━━ Text shown ━━

Values of molecular weight between cross-links based on the Dušek model.

Values of molecular weight between cross-links based on the Dušek model. An investigation was conducted to understand the influence of the initial solvent content on dry density and Tg to determine whether polymer networks with substantially larger Mc values were truly formed. In our earlier research work, we presented the formation of porous aerogels upon supercritical extraction of a sacrificial solvent that was present during epoxy-amine polyaddition reactions.[18] Drying under supercritical conditions eliminates capillary forces. Because of the relatively low temperatures and limited relaxation of elastic chains, pore structures were created during carbon dioxide evaporation. It should be noted that the supercritical extraction process was not completely free from shrinkage of a polymer network, since the solubility mismatch between the polymer network and the liquid carbon dioxide causes pore structures to slightly shrink or collapse. To verify, the densities of selected samples were measured using the water displacement method in view of ASTM D792. Accordingly, the densities of supercritically dried aerogels were increased upon thermal annealing as the pores collapsed. For example, the density of Epon828-PACM (8 TEA) increased from approximately 0.3 to around 1.2 gr/cc upon thermal annealing. It was observed that the density values of the aerogels after thermal annealing were comparable to those of the dense polymer networks (0 TEA, Epon828-PACM). The increase in density upon thermal annealing suggests that pore structures, which were formed upon CO2 evaporation during supercritical extraction, collapse to a great extent. We have shown, in another publication, that these thermally annealed fully cured polymer networks comprise molecular structures with altered topologies.[24,25] In view of the cited literature, the presence of an inert solvent during poly-condensation cure, in fact, changes the directionality of covalent bond formations. Extracting the solvent in a postcure thermal step provides a polymer network with an identical density and Tg to that of the dense structures. However, the altered molecular topology was found to provide unique mechanical characteristics, particularly large-strain mechanical performance, to the resulting polymer systems. The whole concept is schematically represented in Figure .

━━━
━━ Recorded data ━━

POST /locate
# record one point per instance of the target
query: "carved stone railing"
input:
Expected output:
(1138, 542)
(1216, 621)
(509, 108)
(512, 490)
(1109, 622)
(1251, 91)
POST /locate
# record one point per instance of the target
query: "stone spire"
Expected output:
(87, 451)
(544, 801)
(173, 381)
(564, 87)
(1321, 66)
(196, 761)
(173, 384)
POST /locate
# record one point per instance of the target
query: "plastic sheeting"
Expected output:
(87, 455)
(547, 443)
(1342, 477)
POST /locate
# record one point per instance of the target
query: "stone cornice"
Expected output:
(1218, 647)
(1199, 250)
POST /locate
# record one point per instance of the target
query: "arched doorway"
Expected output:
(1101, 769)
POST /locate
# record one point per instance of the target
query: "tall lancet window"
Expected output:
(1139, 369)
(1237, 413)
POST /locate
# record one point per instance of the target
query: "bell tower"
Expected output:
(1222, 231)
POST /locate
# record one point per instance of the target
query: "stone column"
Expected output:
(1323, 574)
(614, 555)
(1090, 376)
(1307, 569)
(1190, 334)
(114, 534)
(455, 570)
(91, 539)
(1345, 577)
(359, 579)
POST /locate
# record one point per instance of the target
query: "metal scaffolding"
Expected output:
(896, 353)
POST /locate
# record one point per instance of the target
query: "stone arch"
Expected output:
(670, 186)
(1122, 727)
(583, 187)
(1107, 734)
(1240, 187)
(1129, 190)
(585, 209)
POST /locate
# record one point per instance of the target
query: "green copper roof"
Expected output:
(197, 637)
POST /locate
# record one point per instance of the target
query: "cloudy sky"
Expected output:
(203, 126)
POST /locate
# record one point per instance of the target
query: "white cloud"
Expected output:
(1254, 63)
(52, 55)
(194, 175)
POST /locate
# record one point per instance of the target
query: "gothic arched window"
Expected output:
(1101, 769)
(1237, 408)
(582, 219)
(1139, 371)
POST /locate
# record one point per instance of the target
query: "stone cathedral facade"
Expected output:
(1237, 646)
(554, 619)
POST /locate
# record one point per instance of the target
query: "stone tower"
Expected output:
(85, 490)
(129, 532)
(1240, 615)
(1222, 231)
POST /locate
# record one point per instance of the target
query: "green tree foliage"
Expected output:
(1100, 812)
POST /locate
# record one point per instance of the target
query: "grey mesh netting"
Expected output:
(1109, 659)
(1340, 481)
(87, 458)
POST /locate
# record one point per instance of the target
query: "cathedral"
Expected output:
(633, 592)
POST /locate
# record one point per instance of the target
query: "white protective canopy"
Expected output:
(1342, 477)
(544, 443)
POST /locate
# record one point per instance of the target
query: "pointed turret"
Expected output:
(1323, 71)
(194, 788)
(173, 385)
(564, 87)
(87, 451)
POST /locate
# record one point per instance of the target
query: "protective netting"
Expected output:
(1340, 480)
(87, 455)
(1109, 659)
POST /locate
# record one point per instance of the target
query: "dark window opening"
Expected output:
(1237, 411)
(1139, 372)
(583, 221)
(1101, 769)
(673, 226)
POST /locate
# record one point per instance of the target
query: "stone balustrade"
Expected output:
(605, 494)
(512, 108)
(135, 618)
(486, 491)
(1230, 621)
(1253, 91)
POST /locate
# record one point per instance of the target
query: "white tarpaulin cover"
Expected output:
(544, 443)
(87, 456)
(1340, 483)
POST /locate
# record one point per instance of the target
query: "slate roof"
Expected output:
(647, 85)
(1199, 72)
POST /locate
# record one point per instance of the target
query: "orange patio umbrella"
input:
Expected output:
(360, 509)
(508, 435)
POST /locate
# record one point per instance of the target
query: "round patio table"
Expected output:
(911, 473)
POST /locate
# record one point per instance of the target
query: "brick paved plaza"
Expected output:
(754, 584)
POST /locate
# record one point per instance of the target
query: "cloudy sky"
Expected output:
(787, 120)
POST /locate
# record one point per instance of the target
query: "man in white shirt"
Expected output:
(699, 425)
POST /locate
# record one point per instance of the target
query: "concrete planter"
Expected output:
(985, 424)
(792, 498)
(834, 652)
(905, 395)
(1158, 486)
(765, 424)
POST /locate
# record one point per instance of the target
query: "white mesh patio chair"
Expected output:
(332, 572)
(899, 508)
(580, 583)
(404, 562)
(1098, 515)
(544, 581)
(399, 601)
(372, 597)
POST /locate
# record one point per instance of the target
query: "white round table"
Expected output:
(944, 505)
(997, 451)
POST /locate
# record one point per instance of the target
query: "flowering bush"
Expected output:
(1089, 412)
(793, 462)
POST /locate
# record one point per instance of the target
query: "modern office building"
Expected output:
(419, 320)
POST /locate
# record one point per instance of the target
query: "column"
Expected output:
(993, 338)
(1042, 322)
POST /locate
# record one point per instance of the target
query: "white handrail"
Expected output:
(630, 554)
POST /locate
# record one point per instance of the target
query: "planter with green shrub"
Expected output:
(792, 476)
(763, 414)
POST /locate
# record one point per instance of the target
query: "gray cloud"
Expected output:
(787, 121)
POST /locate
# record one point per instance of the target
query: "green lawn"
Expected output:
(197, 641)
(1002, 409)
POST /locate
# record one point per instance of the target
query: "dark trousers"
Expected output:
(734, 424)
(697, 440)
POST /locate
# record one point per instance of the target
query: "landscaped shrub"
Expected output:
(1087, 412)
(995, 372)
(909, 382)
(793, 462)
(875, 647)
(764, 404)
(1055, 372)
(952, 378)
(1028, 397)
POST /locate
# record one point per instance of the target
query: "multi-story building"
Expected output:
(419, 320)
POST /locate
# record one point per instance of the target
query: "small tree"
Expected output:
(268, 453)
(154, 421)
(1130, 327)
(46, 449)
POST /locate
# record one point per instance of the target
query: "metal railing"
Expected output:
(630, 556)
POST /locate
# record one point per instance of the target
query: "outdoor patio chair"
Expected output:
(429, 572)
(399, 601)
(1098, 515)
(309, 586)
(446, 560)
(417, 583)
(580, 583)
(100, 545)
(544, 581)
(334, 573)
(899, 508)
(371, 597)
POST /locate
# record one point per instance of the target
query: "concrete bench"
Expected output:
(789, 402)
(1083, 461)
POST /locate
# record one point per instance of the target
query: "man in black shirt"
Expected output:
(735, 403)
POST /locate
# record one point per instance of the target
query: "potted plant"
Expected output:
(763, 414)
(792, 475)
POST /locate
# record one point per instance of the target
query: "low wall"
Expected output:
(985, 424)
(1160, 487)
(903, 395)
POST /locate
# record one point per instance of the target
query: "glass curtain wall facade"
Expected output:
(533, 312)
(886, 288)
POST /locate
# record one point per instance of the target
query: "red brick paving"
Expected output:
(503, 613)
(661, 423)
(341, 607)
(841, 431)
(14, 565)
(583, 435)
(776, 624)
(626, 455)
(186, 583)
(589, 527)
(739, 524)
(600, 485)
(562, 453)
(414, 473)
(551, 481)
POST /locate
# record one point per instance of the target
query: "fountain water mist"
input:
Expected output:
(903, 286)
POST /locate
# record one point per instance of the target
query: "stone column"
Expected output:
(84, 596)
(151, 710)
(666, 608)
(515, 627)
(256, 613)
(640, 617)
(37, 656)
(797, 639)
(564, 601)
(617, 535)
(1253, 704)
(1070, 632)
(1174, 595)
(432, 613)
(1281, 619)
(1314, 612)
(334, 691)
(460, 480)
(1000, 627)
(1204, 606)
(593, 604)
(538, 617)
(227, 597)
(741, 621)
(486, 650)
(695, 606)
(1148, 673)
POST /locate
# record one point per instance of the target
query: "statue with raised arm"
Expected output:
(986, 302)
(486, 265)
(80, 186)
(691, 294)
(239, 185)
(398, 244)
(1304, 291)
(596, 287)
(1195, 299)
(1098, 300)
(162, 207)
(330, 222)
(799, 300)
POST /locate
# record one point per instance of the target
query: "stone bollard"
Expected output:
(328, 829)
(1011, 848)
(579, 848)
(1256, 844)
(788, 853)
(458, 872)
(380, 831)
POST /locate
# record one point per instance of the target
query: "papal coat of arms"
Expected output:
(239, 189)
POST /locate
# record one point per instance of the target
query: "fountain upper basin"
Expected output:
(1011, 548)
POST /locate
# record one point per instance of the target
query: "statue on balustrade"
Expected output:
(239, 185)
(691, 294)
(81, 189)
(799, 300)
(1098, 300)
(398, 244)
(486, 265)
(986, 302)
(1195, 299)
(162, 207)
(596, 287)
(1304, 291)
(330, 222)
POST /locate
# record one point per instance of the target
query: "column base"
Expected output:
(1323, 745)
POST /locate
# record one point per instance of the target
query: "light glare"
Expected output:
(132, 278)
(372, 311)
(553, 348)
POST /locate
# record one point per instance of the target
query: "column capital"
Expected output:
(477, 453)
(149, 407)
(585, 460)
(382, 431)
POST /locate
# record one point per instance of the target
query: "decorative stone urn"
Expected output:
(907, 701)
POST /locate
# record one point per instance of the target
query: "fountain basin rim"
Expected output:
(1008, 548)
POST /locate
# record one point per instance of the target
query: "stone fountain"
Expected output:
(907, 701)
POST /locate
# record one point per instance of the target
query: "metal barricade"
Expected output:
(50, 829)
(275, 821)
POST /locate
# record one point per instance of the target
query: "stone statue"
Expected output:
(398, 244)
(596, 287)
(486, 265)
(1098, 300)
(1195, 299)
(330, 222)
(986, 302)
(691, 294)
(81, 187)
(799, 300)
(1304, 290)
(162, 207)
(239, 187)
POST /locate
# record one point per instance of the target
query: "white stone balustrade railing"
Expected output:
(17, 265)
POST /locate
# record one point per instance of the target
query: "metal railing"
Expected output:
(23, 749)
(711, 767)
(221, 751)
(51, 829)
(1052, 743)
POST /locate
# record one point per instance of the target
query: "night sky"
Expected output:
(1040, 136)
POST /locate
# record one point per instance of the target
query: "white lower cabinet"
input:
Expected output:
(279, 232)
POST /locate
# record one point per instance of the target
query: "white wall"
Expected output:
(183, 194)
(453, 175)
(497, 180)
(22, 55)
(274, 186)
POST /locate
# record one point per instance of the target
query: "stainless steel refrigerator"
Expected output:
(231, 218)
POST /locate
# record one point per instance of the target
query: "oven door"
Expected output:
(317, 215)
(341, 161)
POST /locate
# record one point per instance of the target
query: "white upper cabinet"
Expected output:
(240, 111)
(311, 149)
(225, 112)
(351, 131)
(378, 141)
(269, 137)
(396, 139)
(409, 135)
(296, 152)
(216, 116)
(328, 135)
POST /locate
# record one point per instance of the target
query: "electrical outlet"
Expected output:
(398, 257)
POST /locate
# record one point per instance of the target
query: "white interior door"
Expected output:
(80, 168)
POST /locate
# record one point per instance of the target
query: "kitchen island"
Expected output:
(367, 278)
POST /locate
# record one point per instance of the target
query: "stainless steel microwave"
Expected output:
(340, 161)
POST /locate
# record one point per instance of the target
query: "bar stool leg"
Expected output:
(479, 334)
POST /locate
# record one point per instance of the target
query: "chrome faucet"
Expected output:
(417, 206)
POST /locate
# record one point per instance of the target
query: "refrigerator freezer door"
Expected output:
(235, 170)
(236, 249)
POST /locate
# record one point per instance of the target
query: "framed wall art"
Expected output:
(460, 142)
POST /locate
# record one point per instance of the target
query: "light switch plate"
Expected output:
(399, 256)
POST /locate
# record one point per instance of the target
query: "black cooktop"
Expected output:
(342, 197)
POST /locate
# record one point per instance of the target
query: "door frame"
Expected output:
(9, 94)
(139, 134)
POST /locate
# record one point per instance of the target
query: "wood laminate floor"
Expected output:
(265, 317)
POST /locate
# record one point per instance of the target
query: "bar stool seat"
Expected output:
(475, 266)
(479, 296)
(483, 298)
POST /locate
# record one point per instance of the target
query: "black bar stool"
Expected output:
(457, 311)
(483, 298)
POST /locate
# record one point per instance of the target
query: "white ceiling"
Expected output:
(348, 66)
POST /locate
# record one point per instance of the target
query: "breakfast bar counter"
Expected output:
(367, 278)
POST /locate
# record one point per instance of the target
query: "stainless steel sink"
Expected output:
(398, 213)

━━━

Exercise directions> Go on with the passage on epoxy-amine polymer networks, picking up right after its last sentence. The entries are separate material and are not part of the passage on epoxy-amine polymer networks.

Task output>
Figure 2

Probable states of (a) dense polymer network structure (0 TEA); (b) fully reacted polymer network structure in the presence of THF; (c) porous polymer structure after removing the solvent from structure (b) via a supercritical extraction process; and (d) dense polymer structure with altered topology after thermally annealing structure (c).

Probable states of (a) dense polymer network structure (0 TEA); (b) fully reacted polymer network structure in the presence of THF; (c) porous polymer structure after removing the solvent from structure (b) via a supercritical extraction process; and (d) dense polymer structure with altered topology after thermally annealing structure (c).

Thermal Analysis

Values of glass transition temperature for supercritically dried samples, or aerogels, were measured using a DSC. The average Tg values and their associated error bars (from at least three replicates) for each system are shown in Figure .
Figure 3

Glass transition temperature values for supercritically dried samples. X-axis is the volume fraction of the solvent in the gels prior to supercritical extraction/drying.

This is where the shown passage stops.